* [Tarea dada 1]: Copia literalmente todas las líneas de los registros, desde la que contiene "The component shall return one point per instance of the small" hasta el final de los registros.

======== Texto de lectura

Pero para una parte mucho mayor de la población occidental -y de hecho para la mayoría de la clase obrera dentro de los propios regímenes estalinistas- la idea de que la URSS y sus satélites fueran socialistas o comunistas era la prueba definitiva de que la variedad occidental del capitalismo era el único sistema posible, un sistema que debía ser defendido o que había que alcanzar. En otras palabras, la miseria, la austeridad y la represión que caracterizaron a los regímenes estalinistas demostraron la imposibilidad de sustituir el capitalismo por una forma superior de sociedad. La competencia capitalista, el deseo de acumular riquezas ilimitadas, fueron reivindicadas como esenciales para la naturaleza humana. Por eso la clase dominante en occidente insistía tanto en describir a su enemigo del Este como socialista o comunista, y cuando los regímenes del Este se derrumbaron a finales de los años 80, la mentira de que eso era la prueba final del fracaso del marxismo y el comunismo fue amplificada por el mundo entero mediante campañas políticas ensordecedoras cuyo eco dista mucho de haber desaparecido hoy. Esas campañas han causado una considerable confusión y desorden en las filas de la clase obrera, que ya en los años 1980 encontraba enormes dificultades para desarrollar una perspectiva, un proyecto histórico, que pudieran alzar sus luchas inmediatas a un nivel mayor y más unificado. La idea ampliamente extendida de que no hay nada más allá de esta sociedad actual, ha sido un golpe muy duro contra la capacidad de la clase obrera para politizar sus luchas y enfrentar al sistema capitalista en su conjunto.

================

* [Tarea dada 2]: Según el texto sobre los regímenes estalinistas, ¿cuándo se derrumbaron los regímenes del Este?

======== Registros dados

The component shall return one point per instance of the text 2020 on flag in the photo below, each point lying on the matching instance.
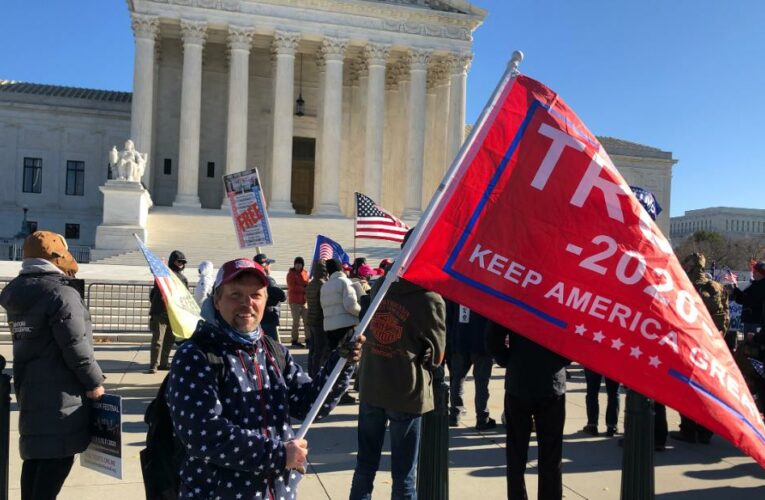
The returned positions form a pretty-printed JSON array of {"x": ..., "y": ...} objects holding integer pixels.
[
  {"x": 374, "y": 222},
  {"x": 536, "y": 230}
]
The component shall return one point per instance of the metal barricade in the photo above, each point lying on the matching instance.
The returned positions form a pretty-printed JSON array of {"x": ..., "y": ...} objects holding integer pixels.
[{"x": 119, "y": 307}]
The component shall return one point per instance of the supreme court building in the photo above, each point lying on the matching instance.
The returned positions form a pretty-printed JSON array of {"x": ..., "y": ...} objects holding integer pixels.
[{"x": 324, "y": 97}]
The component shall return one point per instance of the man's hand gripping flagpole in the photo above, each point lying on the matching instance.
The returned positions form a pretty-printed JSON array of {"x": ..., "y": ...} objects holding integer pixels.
[{"x": 421, "y": 228}]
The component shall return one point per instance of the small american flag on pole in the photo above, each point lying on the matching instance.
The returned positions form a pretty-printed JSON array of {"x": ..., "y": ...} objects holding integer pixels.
[{"x": 374, "y": 222}]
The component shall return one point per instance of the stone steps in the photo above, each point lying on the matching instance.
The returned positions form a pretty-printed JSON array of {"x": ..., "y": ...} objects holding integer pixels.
[{"x": 204, "y": 234}]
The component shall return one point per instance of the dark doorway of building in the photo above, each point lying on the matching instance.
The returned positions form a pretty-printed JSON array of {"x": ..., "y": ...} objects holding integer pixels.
[{"x": 303, "y": 168}]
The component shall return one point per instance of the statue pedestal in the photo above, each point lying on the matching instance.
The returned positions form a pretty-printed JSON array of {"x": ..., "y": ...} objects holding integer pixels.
[{"x": 126, "y": 211}]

================

* [Respuesta completa 1]:
The component shall return one point per instance of the small american flag on pole in the photo above, each point lying on the matching instance.
The returned positions form a pretty-printed JSON array of {"x": ..., "y": ...} objects holding integer pixels.
[{"x": 374, "y": 222}]
The component shall return one point per instance of the stone steps in the photo above, each point lying on the matching instance.
The returned positions form a pretty-printed JSON array of {"x": ..., "y": ...} objects holding integer pixels.
[{"x": 204, "y": 234}]
The component shall return one point per instance of the dark doorway of building in the photo above, each point lying on the matching instance.
The returned positions form a pretty-printed JSON array of {"x": ..., "y": ...} objects holding integer pixels.
[{"x": 303, "y": 168}]
The component shall return one point per instance of the statue pedestal in the photo above, each point lying on the matching instance.
The returned positions form a pretty-printed JSON array of {"x": ..., "y": ...} objects holding integer pixels.
[{"x": 126, "y": 211}]

* [Respuesta completa 2]: A finales de los años 80.